# PROBLEM DETAILS:
Take all the material and copy it exactly.
● ● ● ● ●
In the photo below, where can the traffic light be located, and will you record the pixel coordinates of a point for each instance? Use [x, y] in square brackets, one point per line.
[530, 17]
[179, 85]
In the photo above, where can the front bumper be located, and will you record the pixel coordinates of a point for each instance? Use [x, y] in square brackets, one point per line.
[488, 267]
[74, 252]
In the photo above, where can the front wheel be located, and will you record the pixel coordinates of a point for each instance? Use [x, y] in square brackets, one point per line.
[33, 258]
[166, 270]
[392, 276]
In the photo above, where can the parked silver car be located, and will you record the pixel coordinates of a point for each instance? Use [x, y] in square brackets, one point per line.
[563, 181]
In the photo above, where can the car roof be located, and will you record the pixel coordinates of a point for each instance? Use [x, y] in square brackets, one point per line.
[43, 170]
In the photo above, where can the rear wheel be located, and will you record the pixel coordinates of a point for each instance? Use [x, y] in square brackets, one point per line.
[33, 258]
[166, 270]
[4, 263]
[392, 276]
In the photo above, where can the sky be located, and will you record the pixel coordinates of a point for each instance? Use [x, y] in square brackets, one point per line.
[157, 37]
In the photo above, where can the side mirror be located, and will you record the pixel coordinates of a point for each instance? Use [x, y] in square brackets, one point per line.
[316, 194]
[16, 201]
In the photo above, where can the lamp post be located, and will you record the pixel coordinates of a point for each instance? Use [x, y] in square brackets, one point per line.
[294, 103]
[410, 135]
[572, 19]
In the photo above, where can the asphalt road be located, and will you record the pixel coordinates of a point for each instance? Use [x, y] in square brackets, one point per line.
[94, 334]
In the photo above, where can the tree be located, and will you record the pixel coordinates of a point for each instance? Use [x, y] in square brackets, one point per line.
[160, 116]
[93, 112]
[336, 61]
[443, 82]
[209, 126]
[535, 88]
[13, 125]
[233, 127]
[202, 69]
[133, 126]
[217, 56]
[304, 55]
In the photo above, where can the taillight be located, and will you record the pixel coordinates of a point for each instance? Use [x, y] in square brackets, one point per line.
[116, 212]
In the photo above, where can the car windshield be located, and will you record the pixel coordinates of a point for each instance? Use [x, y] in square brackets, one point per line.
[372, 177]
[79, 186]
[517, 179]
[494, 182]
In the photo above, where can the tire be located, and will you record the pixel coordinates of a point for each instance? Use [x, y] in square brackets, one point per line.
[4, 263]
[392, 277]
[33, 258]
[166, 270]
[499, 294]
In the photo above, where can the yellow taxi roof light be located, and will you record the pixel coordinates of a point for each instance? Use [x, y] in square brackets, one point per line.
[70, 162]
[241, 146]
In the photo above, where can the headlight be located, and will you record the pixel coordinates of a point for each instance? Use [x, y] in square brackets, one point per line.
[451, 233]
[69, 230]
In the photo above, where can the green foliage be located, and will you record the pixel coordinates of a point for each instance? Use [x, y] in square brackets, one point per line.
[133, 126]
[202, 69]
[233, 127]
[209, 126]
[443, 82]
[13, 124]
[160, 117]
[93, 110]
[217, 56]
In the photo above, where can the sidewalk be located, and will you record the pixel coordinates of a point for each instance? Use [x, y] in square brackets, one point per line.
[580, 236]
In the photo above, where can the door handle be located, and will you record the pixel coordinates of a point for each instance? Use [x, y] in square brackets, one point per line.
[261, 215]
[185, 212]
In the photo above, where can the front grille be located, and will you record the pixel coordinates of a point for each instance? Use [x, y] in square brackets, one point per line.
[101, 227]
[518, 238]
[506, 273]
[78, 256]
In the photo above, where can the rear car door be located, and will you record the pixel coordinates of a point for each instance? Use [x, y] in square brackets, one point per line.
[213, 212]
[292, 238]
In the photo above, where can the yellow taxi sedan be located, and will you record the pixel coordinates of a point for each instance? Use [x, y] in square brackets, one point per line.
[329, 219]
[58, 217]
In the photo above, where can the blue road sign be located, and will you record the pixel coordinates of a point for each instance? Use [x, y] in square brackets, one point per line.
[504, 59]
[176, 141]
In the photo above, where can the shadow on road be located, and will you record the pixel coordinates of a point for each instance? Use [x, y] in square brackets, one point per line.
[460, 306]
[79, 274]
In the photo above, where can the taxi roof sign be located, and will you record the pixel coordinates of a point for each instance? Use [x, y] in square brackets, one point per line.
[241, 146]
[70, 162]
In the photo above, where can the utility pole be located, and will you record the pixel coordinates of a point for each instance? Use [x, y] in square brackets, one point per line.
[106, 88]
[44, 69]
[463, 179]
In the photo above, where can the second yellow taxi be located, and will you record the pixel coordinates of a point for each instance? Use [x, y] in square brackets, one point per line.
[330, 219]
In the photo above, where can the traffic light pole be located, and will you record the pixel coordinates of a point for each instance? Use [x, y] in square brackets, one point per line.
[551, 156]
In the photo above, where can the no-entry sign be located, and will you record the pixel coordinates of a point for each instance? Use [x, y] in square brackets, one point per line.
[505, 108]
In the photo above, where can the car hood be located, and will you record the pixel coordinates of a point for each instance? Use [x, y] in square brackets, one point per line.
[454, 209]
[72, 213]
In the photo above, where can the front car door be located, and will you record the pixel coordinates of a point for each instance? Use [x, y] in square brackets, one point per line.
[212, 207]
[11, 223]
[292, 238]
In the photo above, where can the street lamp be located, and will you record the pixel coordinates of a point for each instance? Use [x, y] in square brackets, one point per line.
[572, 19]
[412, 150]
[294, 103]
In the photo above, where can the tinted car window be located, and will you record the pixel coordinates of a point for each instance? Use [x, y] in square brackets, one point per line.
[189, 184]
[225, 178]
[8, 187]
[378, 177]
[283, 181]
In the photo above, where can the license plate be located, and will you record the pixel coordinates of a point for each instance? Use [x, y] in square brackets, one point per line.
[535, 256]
● ● ● ● ●
# PROBLEM SOLUTION:
In the photo below, where can the traffic light be located, and will you record the pixel coordinates of a point for each instance? Use [x, y] in square brackets, one point per line.
[530, 17]
[179, 85]
In the photo above, where can the front bumper be located, and will you record the pixel coordinates of a point for each instance? Use [x, y] in square brackets, one point per line.
[488, 267]
[74, 252]
In the photo above, where can the front wheel be located, and will you record the pixel coordinates of a point for each instance? Use [x, y] in square brackets, one point per line.
[33, 258]
[166, 270]
[392, 276]
In the photo above, where can the parked silver car be located, and will you record the pixel coordinates of a point for each instance? Use [x, y] in square brackets, one point per line.
[563, 181]
In the photo above, where can the car roof be located, and will you record the pixel coordinates of a point for each instance? Use [x, y] in square brackets, one point per line.
[43, 170]
In the photo above, where can the rear wheel be located, and will you record the pixel coordinates of a point for each instance? Use [x, y] in square brackets, one point per line.
[33, 258]
[166, 270]
[4, 263]
[392, 276]
In the photo above, where can the sky be located, and will you record the pixel coordinates of a point for each instance? Use [x, y] in square brackets, one point per line.
[157, 37]
In the photo above, where can the side mirror be located, and will you record the pixel coordinates of a point for each instance? Use [x, y] in square brackets, one point per line.
[316, 194]
[16, 201]
In the photo above, where can the lamp post be located, and will you record the pixel coordinates of a point for each instance? Use [x, y] in square brackets, one point per line.
[294, 103]
[410, 135]
[572, 19]
In the photo above, where can the asphalt road be located, and will you record the pixel coordinates of a point for each instance? Use [x, y] in square brackets, one point per line.
[94, 334]
In the photo above, where can the tree be located, and will you record the pixel coordinates of a point for each instance? Use [x, y] in square brackets, one point per line.
[160, 116]
[93, 112]
[336, 61]
[443, 82]
[209, 126]
[535, 88]
[13, 125]
[233, 127]
[202, 69]
[133, 126]
[217, 56]
[304, 55]
In the photo above, where can the taillight be located, and will you record the pixel coordinates of a point for each instance? Use [x, y] in square brackets, one point per line.
[116, 212]
In the photo above, where can the car windshield be located, and will you record the pixel coordinates of a point for each instance? Use [x, y] in square brackets, one point per line.
[372, 177]
[79, 186]
[517, 179]
[494, 182]
In the photo above, where can the tire be located, and will you record the pixel coordinates of a point for each instance? Use [x, y] in square brackets, one point per line.
[4, 263]
[392, 277]
[33, 258]
[166, 270]
[499, 294]
In the photo above, where can the yellow taxi roof light be located, and will you record the pixel coordinates of a point for each instance? Use [x, y] in square brackets, one point per line.
[70, 162]
[241, 146]
In the photo above, where can the headlight be located, and will you record the pixel coordinates of a point for each instance? Use [x, y] in square brackets, one point per line.
[451, 233]
[69, 230]
In the photo above, where can the green foliage be located, and will you record the pixel coordinates of a point for each instance? Use [x, y] in square brackets, one point per line.
[133, 126]
[202, 69]
[233, 127]
[209, 126]
[443, 82]
[13, 124]
[160, 117]
[93, 110]
[217, 56]
In the photo above, where can the sidewalk be located, and will you record the pixel coordinates of a point for each instance? Use [x, y] in square brackets, one point per line.
[580, 236]
In the photo above, where can the door handle be located, and will you record the pixel coordinates of a point for each instance? Use [x, y] in square brackets, one point per line.
[261, 215]
[185, 212]
In the photo above, where can the front grille be located, and will you record the pixel coordinates of a point for each instance? Use [x, y] in square brackets, one point per line.
[101, 227]
[518, 238]
[506, 273]
[78, 256]
In the photo above, where can the rear car door be located, and will you record the pixel coordinates of a point for each instance? Use [x, y] in square brackets, one point per line.
[213, 212]
[292, 238]
In the photo above, where can the yellow taxi sedan be located, and will you record the pixel coordinates of a point for each instance? Use [x, y] in square brackets, one point per line.
[329, 219]
[58, 217]
In the photo above, where can the blue road sign be located, and will you record the pixel coordinates of a point for each instance? Use [x, y] in square brackets, one point per line.
[504, 59]
[176, 141]
In the photo above, where can the shadow on road be located, and will you record the pixel coordinates of a point for each instance? Use [x, y] in square brackets, one point per line.
[460, 306]
[79, 274]
In the photo above, where can the taxi roof sign be located, and will you record the pixel coordinates of a point for each instance? Use [x, y] in square brackets, one point per line.
[241, 146]
[70, 162]
In the photo above, where can the utility pole be located, and will you record the pixel coordinates of a point for each instance? Use [x, y] in square brackets, one point per line.
[106, 88]
[44, 69]
[463, 179]
In the photo above, where can the second yellow taxi be located, and will you record the pixel coordinates of a point for each instance? Use [x, y] in square brackets, one point per line.
[330, 219]
In the photo above, where can the traffic light pole be located, and will you record the pixel coordinates of a point for each instance? Use [x, y] in square brackets, one point per line.
[551, 156]
In the photo above, where can the no-entry sign be located, and will you record the pixel coordinates of a point for each instance? Use [x, y] in square brackets, one point per line.
[505, 108]
In the photo above, where can the car hood be located, and will you record the pixel coordinates of a point for each instance? Use [x, y] in square brackets, one point per line.
[454, 209]
[72, 213]
In the photo above, where can the front car door be located, and will you record the pixel coordinates of a point for each instance? Use [x, y] in square brackets, one point per line.
[212, 207]
[11, 223]
[292, 238]
In the photo above, where can the street lamp be located, and will you record the pixel coordinates of a point for each instance? Use [x, y] in square brackets, one point per line.
[572, 19]
[412, 150]
[294, 103]
In the photo above, where can the tinted car window be located, and will you record the pixel coordinates of a point for each instance? Use [x, y] in square brackets, one point per line.
[189, 184]
[225, 178]
[8, 187]
[378, 177]
[283, 181]
In the photo above, where can the license plate be located, and will you record the pixel coordinates of a point for each instance? Use [x, y] in square brackets, one point per line.
[535, 256]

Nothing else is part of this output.